## WHAT TO WORK ON:
Set out every line of the entries below as a numbered list, skipping any blank lines.

## STORED ROWS:
---
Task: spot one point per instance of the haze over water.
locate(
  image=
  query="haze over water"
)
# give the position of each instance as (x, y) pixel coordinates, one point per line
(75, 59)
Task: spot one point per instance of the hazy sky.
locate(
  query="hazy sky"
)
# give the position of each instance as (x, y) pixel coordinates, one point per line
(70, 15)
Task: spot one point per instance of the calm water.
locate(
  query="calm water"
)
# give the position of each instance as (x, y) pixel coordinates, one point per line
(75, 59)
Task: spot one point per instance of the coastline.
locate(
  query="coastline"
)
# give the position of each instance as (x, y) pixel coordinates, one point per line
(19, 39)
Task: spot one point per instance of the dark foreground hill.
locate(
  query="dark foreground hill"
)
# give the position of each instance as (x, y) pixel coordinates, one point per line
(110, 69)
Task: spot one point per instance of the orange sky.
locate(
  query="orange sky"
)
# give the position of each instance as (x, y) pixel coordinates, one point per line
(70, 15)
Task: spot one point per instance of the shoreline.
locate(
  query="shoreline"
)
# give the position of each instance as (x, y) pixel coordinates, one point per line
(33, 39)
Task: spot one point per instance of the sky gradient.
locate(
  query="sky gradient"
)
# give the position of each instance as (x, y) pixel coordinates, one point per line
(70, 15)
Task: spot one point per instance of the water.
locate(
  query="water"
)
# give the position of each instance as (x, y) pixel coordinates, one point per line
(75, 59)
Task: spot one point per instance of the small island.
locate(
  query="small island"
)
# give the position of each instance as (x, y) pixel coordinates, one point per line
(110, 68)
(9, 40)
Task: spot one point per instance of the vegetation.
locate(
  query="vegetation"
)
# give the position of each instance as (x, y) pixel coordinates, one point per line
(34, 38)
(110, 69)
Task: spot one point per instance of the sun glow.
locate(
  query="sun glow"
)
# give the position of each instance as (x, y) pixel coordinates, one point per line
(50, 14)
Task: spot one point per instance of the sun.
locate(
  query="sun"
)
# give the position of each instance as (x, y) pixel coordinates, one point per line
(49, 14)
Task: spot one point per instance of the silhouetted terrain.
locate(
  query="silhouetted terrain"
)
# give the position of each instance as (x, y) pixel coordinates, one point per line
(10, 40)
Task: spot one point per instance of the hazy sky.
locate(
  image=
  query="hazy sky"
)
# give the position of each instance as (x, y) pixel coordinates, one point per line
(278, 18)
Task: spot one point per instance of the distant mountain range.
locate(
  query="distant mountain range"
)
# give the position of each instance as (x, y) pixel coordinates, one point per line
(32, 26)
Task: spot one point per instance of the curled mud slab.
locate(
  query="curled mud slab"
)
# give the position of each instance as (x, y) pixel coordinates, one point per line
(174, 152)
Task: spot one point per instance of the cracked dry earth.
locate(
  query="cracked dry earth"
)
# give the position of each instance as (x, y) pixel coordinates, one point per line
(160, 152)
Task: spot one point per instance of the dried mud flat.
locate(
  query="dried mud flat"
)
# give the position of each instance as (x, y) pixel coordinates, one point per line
---
## EXERCISE SOLUTION:
1. Task: spot one point per instance of the haze over water.
2. locate(
3.   image=
4.   query="haze over water"
5. )
6. # give the position of each instance as (x, y) pixel coordinates, one point per line
7. (75, 59)
8. Task: spot one point per instance of the hazy sky.
9. locate(
10.   query="hazy sky"
11. )
12. # give the position of each instance as (x, y) pixel coordinates, one point per line
13. (70, 15)
14. Task: spot one point per instance of the calm water.
15. locate(
16.   query="calm water"
17. )
18. # give the position of each instance as (x, y) pixel coordinates, one point per line
19. (75, 59)
20. Task: spot one point per instance of the coastline.
21. locate(
22.   query="coastline"
23. )
24. # give the position of each instance as (x, y) pixel coordinates, one point per line
25. (19, 39)
26. Task: spot one point per instance of the dark foreground hill.
27. locate(
28.   query="dark foreground hill"
29. )
30. # give the position of each instance as (x, y) pixel coordinates, one point per line
31. (110, 69)
32. Task: spot one point per instance of the orange sky.
33. locate(
34.   query="orange sky"
35. )
36. # give the position of each instance as (x, y) pixel coordinates, one point per line
37. (70, 15)
38. Task: spot one point per instance of the shoreline.
39. locate(
40.   query="shoreline"
41. )
42. # give the position of each instance as (x, y) pixel coordinates, one point per line
43. (33, 39)
44. Task: spot one point per instance of the sky gradient.
45. locate(
46.   query="sky gradient"
47. )
48. # give the position of each instance as (x, y) pixel coordinates, one point per line
49. (70, 15)
50. Task: spot one point per instance of the water.
51. locate(
52.   query="water"
53. )
54. # give the position of each instance as (x, y) pixel coordinates, one point per line
55. (75, 59)
56. Task: spot one point per instance of the small island.
57. locate(
58.   query="small island"
59. )
60. # give the position of each instance as (x, y) pixel coordinates, one point per line
61. (110, 68)
62. (9, 40)
63. Task: spot one point per instance of the vegetation.
64. locate(
65.   query="vegetation"
66. )
67. # give the position of each instance as (x, y) pixel coordinates, one point per line
68. (34, 38)
69. (110, 69)
70. Task: spot one point per instance of the sun glow.
71. locate(
72.   query="sun glow"
73. )
74. # give the position of each instance as (x, y) pixel coordinates, one point per line
75. (50, 14)
76. Task: spot one point per instance of the sun.
77. locate(
78.   query="sun"
79. )
80. # give the position of each instance as (x, y) pixel coordinates, one point per line
81. (49, 14)
82. Task: spot one point per instance of the silhouetted terrain.
83. locate(
84.   query="silhouetted terrain"
85. )
86. # give the position of each instance as (x, y) pixel coordinates, one point per line
87. (10, 40)
88. Task: spot one point per instance of the hazy sky.
89. locate(
90.   image=
91.   query="hazy sky"
92. )
93. # give the position of each instance as (x, y) pixel coordinates, one point per line
94. (278, 18)
95. Task: spot one point per instance of the distant mountain range.
96. locate(
97.   query="distant mountain range"
98. )
99. # give the position of each instance as (x, y) pixel coordinates, one point per line
100. (32, 26)
101. Task: spot one point per instance of the curled mud slab.
102. locate(
103.   query="curled mud slab"
104. )
105. # give the position of each instance as (x, y) pixel coordinates, one point per line
106. (174, 152)
107. Task: spot one point per instance of the cracked dry earth.
108. locate(
109.   query="cracked dry earth"
110. )
111. # give the position of each instance as (x, y) pixel coordinates, one point per line
112. (160, 152)
113. Task: spot one point per instance of the dried mud flat.
114. locate(
115.   query="dried mud flat"
116. )
117. # give the position of each instance as (x, y) pixel coordinates, one point per line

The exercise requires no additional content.